What you are asked to do: Would you please give all the lines below again, exactly as they stand?
◆ ◆ ◆
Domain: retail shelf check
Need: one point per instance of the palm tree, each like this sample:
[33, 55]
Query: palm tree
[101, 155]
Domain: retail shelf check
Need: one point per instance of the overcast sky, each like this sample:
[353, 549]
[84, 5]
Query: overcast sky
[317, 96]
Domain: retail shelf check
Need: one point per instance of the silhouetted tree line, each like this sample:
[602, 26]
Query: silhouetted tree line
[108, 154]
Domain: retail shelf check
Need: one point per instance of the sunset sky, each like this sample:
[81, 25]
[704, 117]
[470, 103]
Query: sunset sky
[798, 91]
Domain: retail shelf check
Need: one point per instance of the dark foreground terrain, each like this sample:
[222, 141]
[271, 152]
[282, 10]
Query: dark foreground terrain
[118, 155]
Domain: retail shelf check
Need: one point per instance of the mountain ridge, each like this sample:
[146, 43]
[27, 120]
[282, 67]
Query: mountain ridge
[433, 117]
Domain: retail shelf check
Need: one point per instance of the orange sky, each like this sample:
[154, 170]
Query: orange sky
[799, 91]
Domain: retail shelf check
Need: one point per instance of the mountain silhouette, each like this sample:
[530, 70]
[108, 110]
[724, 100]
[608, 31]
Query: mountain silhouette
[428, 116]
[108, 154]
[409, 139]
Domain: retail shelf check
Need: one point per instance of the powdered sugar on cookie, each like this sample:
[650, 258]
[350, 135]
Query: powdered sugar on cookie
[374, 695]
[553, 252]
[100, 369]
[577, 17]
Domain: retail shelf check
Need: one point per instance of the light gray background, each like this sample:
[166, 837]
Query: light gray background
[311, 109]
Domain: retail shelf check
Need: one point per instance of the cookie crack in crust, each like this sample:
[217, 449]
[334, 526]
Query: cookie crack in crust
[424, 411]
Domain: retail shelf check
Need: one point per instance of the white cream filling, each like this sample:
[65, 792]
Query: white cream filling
◆ ◆ ◆
Answer space:
Domain: retail shelf check
Need: one point per instance of the palm tree, each like this sample:
[33, 55]
Query: palm tree
[101, 155]
Domain: retail shelf check
Need: one point per instance of the overcast sky, each like this sample:
[353, 549]
[84, 5]
Query: overcast sky
[317, 96]
Domain: retail shelf check
Need: one point per instance of the silhouetted tree line, each like this sample:
[602, 26]
Query: silhouetted tree line
[108, 154]
Domain: retail shelf check
Need: one point per instance of the sunset sky, each like this sample:
[81, 25]
[704, 117]
[470, 103]
Query: sunset sky
[798, 91]
Domain: retail shelf check
Need: one point per instance of the dark foreground terrain, each like this sample:
[222, 141]
[271, 152]
[282, 10]
Query: dark foreground terrain
[118, 155]
Domain: retail shelf check
Need: one point per instance of the mountain ridge, each like this sample:
[146, 43]
[27, 120]
[282, 67]
Query: mountain ridge
[433, 117]
Domain: retail shelf check
Need: one point per instance of the orange sky, each like this sample:
[154, 170]
Query: orange sky
[799, 91]
Domain: retail shelf check
Need: one point per instance of the mountain silhouette, each like this sample:
[530, 70]
[108, 110]
[724, 100]
[608, 31]
Query: mountain silhouette
[428, 116]
[108, 154]
[409, 139]
Domain: retail shelf check
Need: one point per instance of the powdered sugar on cookie, each like this sample:
[650, 258]
[350, 135]
Query: powdered sugar on cookie
[374, 695]
[553, 252]
[100, 369]
[577, 17]
Domain: retail shelf check
Need: one point per instance of the light gray background, each like this sample:
[166, 837]
Query: light gray background
[311, 109]
Domain: retail shelf check
Need: one point per instance of the cookie crack in crust, each like this sample:
[217, 449]
[334, 526]
Query: cookie crack in crust
[424, 411]
Domain: retail shelf check
Need: one point per instance of the white cream filling, each like this sample:
[65, 792]
Query: white cream filling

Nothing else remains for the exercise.